### WORK REQUEST 1
Translate this sentence from the economic report into Spanish: "The year-on-year pullback stemmed from weakness in consumer spending and sharp declines in business activity."
### WORK REQUEST 2
In the economic report, write out everything from "I. Outstanding consumer" down to "unusually quick rates.", switching "Banxico" to "Mexico's central bank".

Finally, despite the expected narrowing in the current account deficit in 2020, we continue to forecast a larger current account deficit of roughly 3.8% of GDP in 2021 as Colombia’s economic recoveries typically feature an increase in the external deficit via capital-goods imports. However, these imports are usually financed through higher FDI which make it sustainable.

—Sergio Olarte & Jackeline Piraján

MEXICO: LENDING DATA CONSISTENT WITH SOFT ACTIVITY, WHILE REMITTANCES CONTINUE TO PRINT NEW RECORDS

I. Outstanding consumer credit falls to worst record since 2010 as domestic market continues to show weakness

Bank lending data for January released on Friday, February 26, by Banxico showed that financing to the private sector contracted at a record pace in annual terms (chart 3). The year-on-year pullback stemmed from weakness in consumer spending and sharp declines in business activity. At the same time, financing to the federal public sector continued to grow at unusually quick rates.

Looking at the details:

  • Total commercial bank financing to the private sector which accounts for more than half of total financing contracted by an all-time record of -4.8% real y/y in January from -4.4% real y/y in December. This is the sixth consecutive month in which financing to the private sector showed a negative contribution. Direct financing to business and private consumption continued to deteriorate in real annual terms. Mortgage financing maintained stable growth, to what it has maintained throughout the pandemic, possibly benefiting from the current attractive level of rates.

### DATA EXTRACT
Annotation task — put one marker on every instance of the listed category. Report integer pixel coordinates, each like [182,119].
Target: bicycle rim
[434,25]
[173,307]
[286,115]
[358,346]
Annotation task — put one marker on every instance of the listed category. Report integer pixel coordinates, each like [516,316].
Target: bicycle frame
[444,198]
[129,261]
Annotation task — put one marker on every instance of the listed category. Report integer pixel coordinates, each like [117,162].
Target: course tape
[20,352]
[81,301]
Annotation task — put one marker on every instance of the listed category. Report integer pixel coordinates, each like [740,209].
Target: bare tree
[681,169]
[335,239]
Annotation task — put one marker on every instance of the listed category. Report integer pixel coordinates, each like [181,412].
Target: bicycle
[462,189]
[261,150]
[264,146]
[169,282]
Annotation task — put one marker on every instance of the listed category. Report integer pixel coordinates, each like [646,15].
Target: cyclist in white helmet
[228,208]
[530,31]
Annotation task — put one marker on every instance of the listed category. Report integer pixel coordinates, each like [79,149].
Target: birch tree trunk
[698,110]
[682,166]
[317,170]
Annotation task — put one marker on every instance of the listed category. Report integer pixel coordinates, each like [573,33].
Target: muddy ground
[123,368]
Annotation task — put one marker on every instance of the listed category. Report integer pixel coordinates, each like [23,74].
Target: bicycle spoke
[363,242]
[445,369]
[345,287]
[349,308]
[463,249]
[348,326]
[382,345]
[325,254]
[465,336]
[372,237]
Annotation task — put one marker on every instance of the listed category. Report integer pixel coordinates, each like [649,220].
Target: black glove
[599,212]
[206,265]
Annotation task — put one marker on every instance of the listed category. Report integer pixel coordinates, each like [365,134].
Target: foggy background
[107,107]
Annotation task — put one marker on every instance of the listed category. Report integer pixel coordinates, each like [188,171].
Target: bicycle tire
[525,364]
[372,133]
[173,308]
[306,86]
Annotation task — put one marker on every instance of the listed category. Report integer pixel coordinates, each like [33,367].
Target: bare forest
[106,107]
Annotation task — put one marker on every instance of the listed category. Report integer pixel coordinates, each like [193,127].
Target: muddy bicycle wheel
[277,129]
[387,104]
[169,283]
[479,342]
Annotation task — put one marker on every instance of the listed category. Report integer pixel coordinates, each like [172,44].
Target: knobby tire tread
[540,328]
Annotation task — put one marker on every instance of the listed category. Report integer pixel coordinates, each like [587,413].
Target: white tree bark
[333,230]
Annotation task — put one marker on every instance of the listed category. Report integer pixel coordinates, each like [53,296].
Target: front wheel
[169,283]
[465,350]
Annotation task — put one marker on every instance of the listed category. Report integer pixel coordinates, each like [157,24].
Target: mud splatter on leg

### ANSWER SPACE 1
El retroceso interanual se debió a la debilidad del gasto de los consumidores y a fuertes caídas en la actividad empresarial.

### ANSWER SPACE 2
I. Outstanding consumer credit falls to worst record since 2010 as domestic market continues to show weakness

Bank lending data for January released on Friday, February 26, by Mexico's central bank showed that financing to the private sector contracted at a record pace in annual terms (chart 3). The year-on-year pullback stemmed from weakness in consumer spending and sharp declines in business activity. At the same time, financing to the federal public sector continued to grow at unusually quick rates.